**About this task**.
Could you retype the entries below exactly, omitting every picture?

**Entries provided**.
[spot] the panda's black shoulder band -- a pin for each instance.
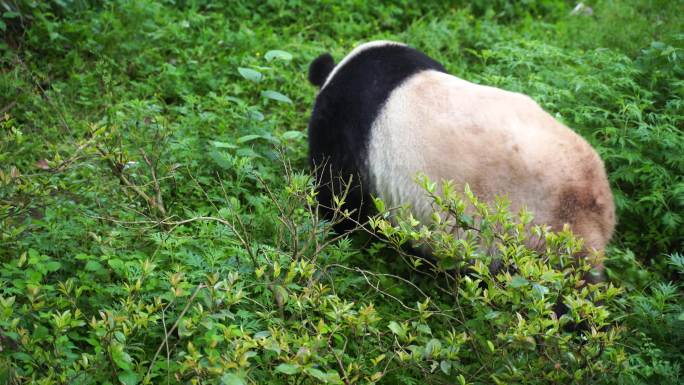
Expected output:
(320, 68)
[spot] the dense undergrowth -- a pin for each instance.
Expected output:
(158, 222)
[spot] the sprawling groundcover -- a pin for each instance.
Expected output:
(158, 221)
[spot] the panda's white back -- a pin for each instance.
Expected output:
(499, 142)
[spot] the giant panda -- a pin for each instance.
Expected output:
(387, 112)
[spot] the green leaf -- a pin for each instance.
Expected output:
(288, 369)
(52, 266)
(518, 281)
(22, 357)
(120, 357)
(445, 366)
(291, 135)
(396, 329)
(331, 377)
(249, 138)
(275, 95)
(129, 377)
(250, 74)
(492, 314)
(218, 144)
(232, 379)
(540, 290)
(278, 54)
(433, 346)
(93, 266)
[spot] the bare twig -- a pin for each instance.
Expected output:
(173, 328)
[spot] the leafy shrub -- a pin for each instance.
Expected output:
(157, 223)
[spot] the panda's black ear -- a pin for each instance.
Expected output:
(320, 68)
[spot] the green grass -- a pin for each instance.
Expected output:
(157, 221)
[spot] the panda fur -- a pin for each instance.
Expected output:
(387, 112)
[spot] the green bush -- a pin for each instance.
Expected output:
(157, 222)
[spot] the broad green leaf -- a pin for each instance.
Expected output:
(518, 281)
(129, 377)
(433, 346)
(331, 377)
(288, 369)
(93, 266)
(445, 366)
(540, 290)
(278, 54)
(396, 329)
(249, 138)
(250, 74)
(275, 95)
(52, 266)
(218, 144)
(291, 135)
(232, 379)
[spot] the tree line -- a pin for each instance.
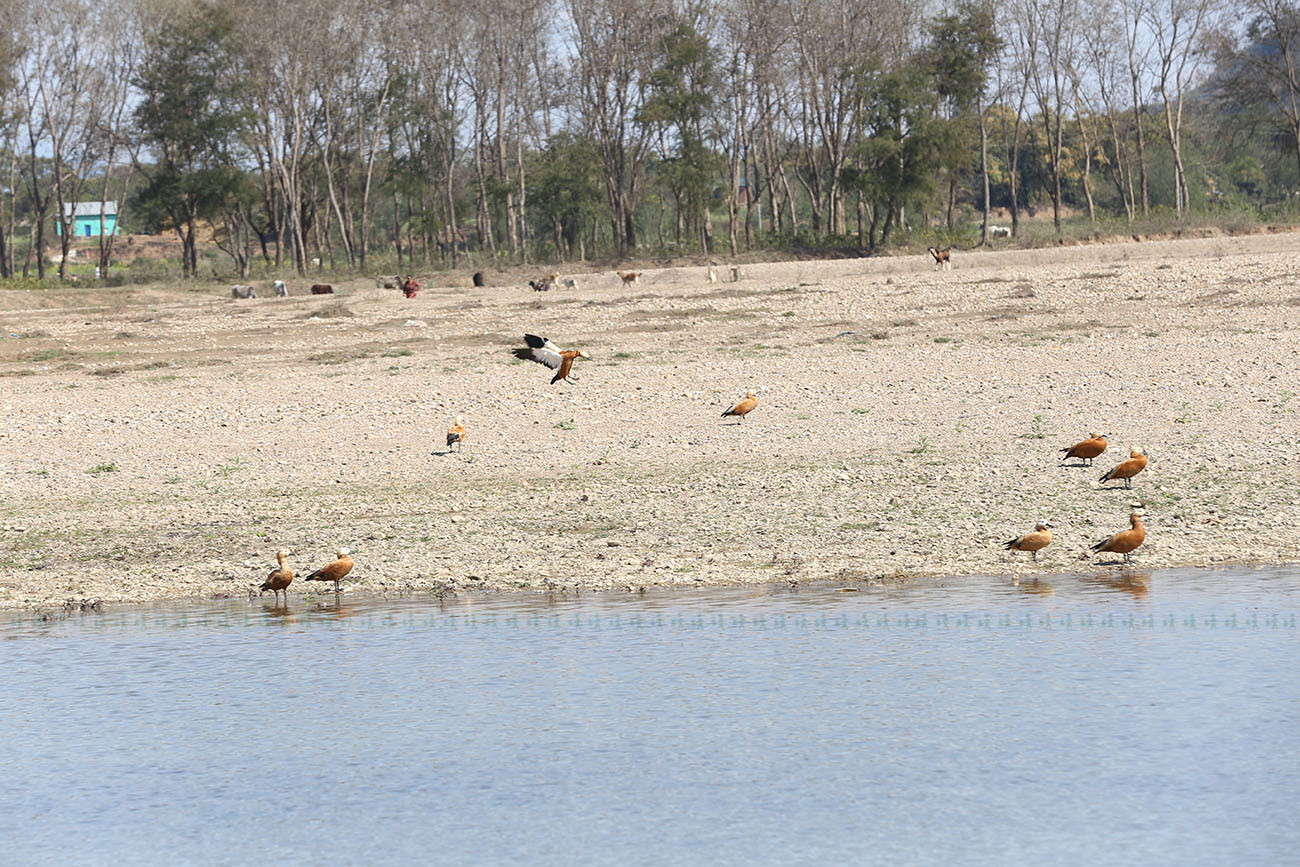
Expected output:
(285, 131)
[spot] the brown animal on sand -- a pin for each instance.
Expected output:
(456, 434)
(1032, 542)
(336, 571)
(742, 408)
(1127, 469)
(542, 351)
(1086, 450)
(1126, 541)
(943, 258)
(280, 579)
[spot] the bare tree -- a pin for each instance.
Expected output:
(1178, 27)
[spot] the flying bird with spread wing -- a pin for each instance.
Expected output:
(542, 351)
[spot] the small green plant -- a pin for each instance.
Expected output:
(232, 467)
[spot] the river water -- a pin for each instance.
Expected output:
(1091, 719)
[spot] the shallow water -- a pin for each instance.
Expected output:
(1092, 719)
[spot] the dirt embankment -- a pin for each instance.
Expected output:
(164, 443)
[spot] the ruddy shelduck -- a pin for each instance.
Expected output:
(542, 351)
(336, 571)
(1086, 450)
(742, 408)
(456, 434)
(280, 579)
(1127, 469)
(1126, 541)
(1032, 542)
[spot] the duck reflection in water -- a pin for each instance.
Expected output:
(337, 610)
(280, 612)
(1135, 584)
(1035, 588)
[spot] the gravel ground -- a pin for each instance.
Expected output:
(164, 443)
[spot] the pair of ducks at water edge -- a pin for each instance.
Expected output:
(281, 577)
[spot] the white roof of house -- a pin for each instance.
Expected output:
(89, 208)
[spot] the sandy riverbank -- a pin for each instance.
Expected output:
(163, 443)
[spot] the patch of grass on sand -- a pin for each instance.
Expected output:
(50, 355)
(232, 465)
(338, 356)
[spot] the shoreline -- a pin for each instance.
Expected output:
(1134, 580)
(163, 443)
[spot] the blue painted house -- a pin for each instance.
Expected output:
(90, 219)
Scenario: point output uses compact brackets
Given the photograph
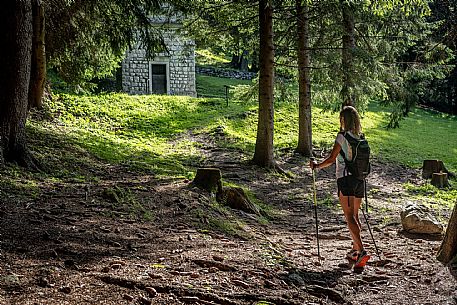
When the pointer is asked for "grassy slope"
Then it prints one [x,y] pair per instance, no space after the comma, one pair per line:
[129,129]
[145,133]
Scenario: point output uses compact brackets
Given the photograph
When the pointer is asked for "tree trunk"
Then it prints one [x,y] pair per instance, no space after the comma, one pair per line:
[432,166]
[244,61]
[347,91]
[263,155]
[448,249]
[15,63]
[38,73]
[304,83]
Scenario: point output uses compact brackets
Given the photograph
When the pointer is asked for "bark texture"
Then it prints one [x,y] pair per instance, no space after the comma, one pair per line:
[304,146]
[15,63]
[263,155]
[448,249]
[347,91]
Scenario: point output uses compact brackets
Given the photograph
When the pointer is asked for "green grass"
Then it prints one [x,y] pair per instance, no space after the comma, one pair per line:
[146,132]
[209,86]
[207,58]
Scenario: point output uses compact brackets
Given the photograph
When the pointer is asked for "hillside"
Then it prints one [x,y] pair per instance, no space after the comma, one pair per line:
[114,219]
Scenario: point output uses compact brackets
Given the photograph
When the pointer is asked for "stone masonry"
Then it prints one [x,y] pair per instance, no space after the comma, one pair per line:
[179,62]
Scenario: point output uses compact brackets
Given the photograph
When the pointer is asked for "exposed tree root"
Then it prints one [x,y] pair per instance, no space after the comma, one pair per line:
[204,295]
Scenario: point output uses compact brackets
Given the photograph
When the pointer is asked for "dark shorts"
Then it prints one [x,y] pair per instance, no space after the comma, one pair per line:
[350,186]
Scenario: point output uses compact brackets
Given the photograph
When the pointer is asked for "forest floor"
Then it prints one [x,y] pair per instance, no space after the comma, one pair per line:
[134,239]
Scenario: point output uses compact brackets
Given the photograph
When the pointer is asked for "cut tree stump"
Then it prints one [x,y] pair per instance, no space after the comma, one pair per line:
[440,180]
[209,179]
[235,198]
[448,249]
[432,166]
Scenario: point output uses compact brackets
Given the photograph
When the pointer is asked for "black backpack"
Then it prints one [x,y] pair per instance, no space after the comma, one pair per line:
[359,166]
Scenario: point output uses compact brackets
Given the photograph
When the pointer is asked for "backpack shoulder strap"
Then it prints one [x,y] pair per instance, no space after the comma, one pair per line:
[345,135]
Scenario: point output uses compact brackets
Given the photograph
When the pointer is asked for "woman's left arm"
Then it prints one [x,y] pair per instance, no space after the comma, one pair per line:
[329,160]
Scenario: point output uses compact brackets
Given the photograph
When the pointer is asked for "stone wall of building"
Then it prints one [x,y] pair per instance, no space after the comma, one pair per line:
[180,61]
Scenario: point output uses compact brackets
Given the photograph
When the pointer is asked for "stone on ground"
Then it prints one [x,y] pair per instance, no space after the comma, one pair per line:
[416,218]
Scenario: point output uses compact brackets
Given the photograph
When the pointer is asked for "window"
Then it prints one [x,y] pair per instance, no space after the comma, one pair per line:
[159,78]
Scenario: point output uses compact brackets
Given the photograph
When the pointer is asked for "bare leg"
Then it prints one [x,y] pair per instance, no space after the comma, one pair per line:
[348,203]
[357,204]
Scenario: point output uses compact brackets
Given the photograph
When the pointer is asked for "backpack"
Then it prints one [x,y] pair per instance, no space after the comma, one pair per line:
[359,166]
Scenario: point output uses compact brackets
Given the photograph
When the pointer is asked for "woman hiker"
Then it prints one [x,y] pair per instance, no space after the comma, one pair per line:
[350,189]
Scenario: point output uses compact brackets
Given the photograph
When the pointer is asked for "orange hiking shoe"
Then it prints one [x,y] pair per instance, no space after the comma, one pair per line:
[352,255]
[362,259]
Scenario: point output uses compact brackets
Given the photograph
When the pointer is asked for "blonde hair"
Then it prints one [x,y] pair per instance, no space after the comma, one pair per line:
[351,120]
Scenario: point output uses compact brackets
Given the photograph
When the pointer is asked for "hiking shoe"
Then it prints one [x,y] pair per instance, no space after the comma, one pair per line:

**Answer section**.
[spot] the panda's black shoulder band -- a pin for each instance.
Expected output:
(320, 68)
[spot] the dense undergrowth -- a pin for each instance.
Expected output:
(158, 222)
[spot] the sprawling groundcover -- a pin for each instance.
Expected output:
(158, 221)
[spot] the panda's white back -- a pin for each instance.
Expected output:
(499, 142)
[spot] the giant panda -- a pin for each instance.
Expected output:
(387, 112)
[spot] the green leaf -- a pin for each instance.
Expected output:
(288, 369)
(52, 266)
(518, 281)
(22, 357)
(120, 357)
(445, 366)
(291, 135)
(396, 329)
(331, 377)
(249, 138)
(275, 95)
(129, 377)
(250, 74)
(492, 314)
(218, 144)
(232, 379)
(540, 290)
(278, 54)
(433, 346)
(93, 266)
[spot] the bare twig -- a pin for each instance.
Expected output:
(173, 328)
[spot] the leafy shrub -- a pin for each instance.
Expected output:
(157, 223)
[spot] the panda's black ear -- a pin for each instance.
Expected output:
(320, 68)
[spot] the green grass -- a pin for each instance.
Expected output:
(157, 221)
[spot] the panda fur -- a pin for each instance.
Expected output:
(387, 112)
[spot] the green bush -- a pin for each instance.
Expected output:
(157, 222)
[spot] the broad green leaf -- a pin for each instance.
Expected output:
(518, 281)
(129, 377)
(433, 346)
(331, 377)
(288, 369)
(93, 266)
(445, 366)
(540, 290)
(278, 54)
(396, 329)
(249, 138)
(250, 74)
(275, 95)
(52, 266)
(218, 144)
(291, 135)
(232, 379)
[spot] the tree line -- a pin for each instance.
Expected output:
(285, 131)
[spot] the brown animal on sand -- a pin for each instance.
Expected output:
(456, 434)
(1032, 542)
(336, 571)
(742, 408)
(1127, 469)
(542, 351)
(1086, 450)
(1126, 541)
(943, 258)
(280, 579)
[spot] the bare tree -- a pin for each instance.
Expected output:
(1178, 27)
[spot] the flying bird with spread wing -- a pin for each instance.
Expected output:
(542, 351)
[spot] the small green plant -- a pin for each instance.
Expected output:
(232, 467)
[spot] the river water -- a pin for each instance.
Expected output:
(1091, 719)
[spot] the shallow water -- a pin for each instance.
Expected output:
(1092, 719)
[spot] the dirt embankment -- a pin for each instance.
Expected output:
(164, 443)
[spot] the ruddy shelduck -- a pin for each instance.
Expected output:
(542, 351)
(336, 571)
(1086, 450)
(742, 408)
(456, 434)
(280, 579)
(1127, 469)
(1126, 541)
(1032, 542)
[spot] the duck reflection in water -- a pin for each instance.
Expected output:
(337, 610)
(280, 612)
(1135, 584)
(1035, 588)
[spot] the gravel ground -- a pin for each instance.
Expected output:
(164, 443)
[spot] the pair of ducks at water edge -- a pin for each instance.
Expected output:
(281, 577)
[spot] the white roof of house -- a pin for each instance.
Expected output:
(89, 208)
[spot] the sandy riverbank -- a pin for each instance.
Expected output:
(163, 443)
[spot] the patch of grass on sand -- a pin for each instance.
Expected output:
(50, 355)
(232, 465)
(338, 356)
[spot] the shoreline -- a pin for each instance.
Expected output:
(1134, 580)
(163, 443)
[spot] the blue painted house -- a pin for each instance.
Expected output:
(90, 219)
Scenario: point output uses compact brackets
Given the photograph
When the pointer is asked for "grassy slope"
Then it prints one [x,y] pair per instance, no space after the comma, one pair per line:
[129,129]
[145,133]
Scenario: point output uses compact brackets
Given the photograph
When the pointer is asked for "tree trunk"
Then it prints one [x,y] pair per instance, no space after the comma, one pair per line:
[432,166]
[244,61]
[347,91]
[263,155]
[448,249]
[15,63]
[38,73]
[304,83]
Scenario: point output uses compact brackets
Given the photograph
When the pointer is asked for "bark texture"
Then it prints one [x,y] pair per instance, no space after the comma, one pair per line:
[304,146]
[15,63]
[263,155]
[448,249]
[347,91]
Scenario: point output uses compact brackets
Given the photograph
When the pointer is asked for "green grass"
Then it prints one [x,y] pair per instance, no space after the comma, one pair per line:
[146,132]
[209,86]
[207,58]
Scenario: point output uses compact brackets
Given the photograph
When the pointer is asked for "hillside"
Then it prints one [x,y] pair per instance, no space after the comma, one pair per line:
[114,219]
Scenario: point output uses compact brackets
Given the photograph
When the pointer is asked for "stone masonry"
Then it prints one [x,y] pair per instance, no space after the comma, one pair per line:
[179,62]
Scenario: point output uses compact brackets
Given the photograph
When the pointer is asked for "exposed tree root"
Then it prints one [x,y] pair per instance, no space after the comma, one pair per line:
[204,295]
Scenario: point output uses compact brackets
Given the photograph
When the pointer is asked for "dark shorts"
Then it prints one [x,y] pair per instance, no space after the comma, one pair per line:
[350,186]
Scenario: point output uses compact brackets
Given the photograph
When the pointer is asked for "forest floor"
Then it prints one [x,y] pair per instance, no space after the comma, one pair per line:
[134,239]
Scenario: point output uses compact brackets
Given the photograph
When the pointer is asked for "cut tree stump"
Then it prints one [x,y] pair per instance, no space after the comma, one pair per line:
[440,180]
[209,179]
[235,198]
[448,249]
[432,166]
Scenario: point output uses compact brackets
Given the photograph
When the pointer is asked for "black backpack"
Then it prints one [x,y] pair per instance, no space after the comma, one pair per line:
[359,166]
Scenario: point output uses compact brackets
Given the photograph
When the pointer is asked for "backpack shoulder strap"
Then it prints one [x,y] pair per instance, no space after the comma, one pair per line:
[345,135]
Scenario: point output uses compact brackets
Given the photograph
When the pointer is asked for "woman's left arm"
Then it prints one [x,y] pair per instance, no space after the comma, one pair per line:
[329,160]
Scenario: point output uses compact brackets
Given the photograph
When the pointer is asked for "stone wall of building"
Then it prints one [x,y] pair per instance, no space after the comma, one pair per line:
[180,61]
Scenario: point output uses compact brackets
Given the photograph
When the pointer is asked for "stone on ground"
Then it prints one [x,y] pair per instance, no space after the comma, one pair per line:
[416,218]
Scenario: point output uses compact brackets
Given the photograph
When the pointer is asked for "window"
Then it prints one [x,y] pair per instance, no space after the comma, one pair per line:
[159,78]
Scenario: point output uses compact brackets
Given the photograph
When the pointer is asked for "bare leg"
Then it prints one [x,y] pair per instance, no space after the comma, one pair per line:
[348,203]
[357,204]
Scenario: point output uses compact brackets
Given the photograph
When the pointer is asked for "backpack"
Then it prints one [x,y] pair per instance, no space after the comma, one pair per line:
[359,166]
Scenario: point output uses compact brackets
Given the photograph
When the pointer is asked for "woman hiker"
Then it prints one [x,y] pair per instance, no space after the comma, one pair per line:
[350,189]
Scenario: point output uses compact brackets
Given the photograph
When the pointer is asked for "orange hiking shoe"
Then it prints one [x,y] pair per instance, no space after the comma, one pair per line:
[352,255]
[362,259]
Scenario: point output uses compact brackets
Given the photograph
When the pointer is asked for "blonde hair"
Then it prints one [x,y] pair per instance, no space after the comma, one pair per line:
[351,120]
Scenario: point output uses compact brackets
Given the photograph
When the pointer is asked for "hiking shoe"
Then it prints one [x,y] pair per instance, no space after the comma, one pair per line:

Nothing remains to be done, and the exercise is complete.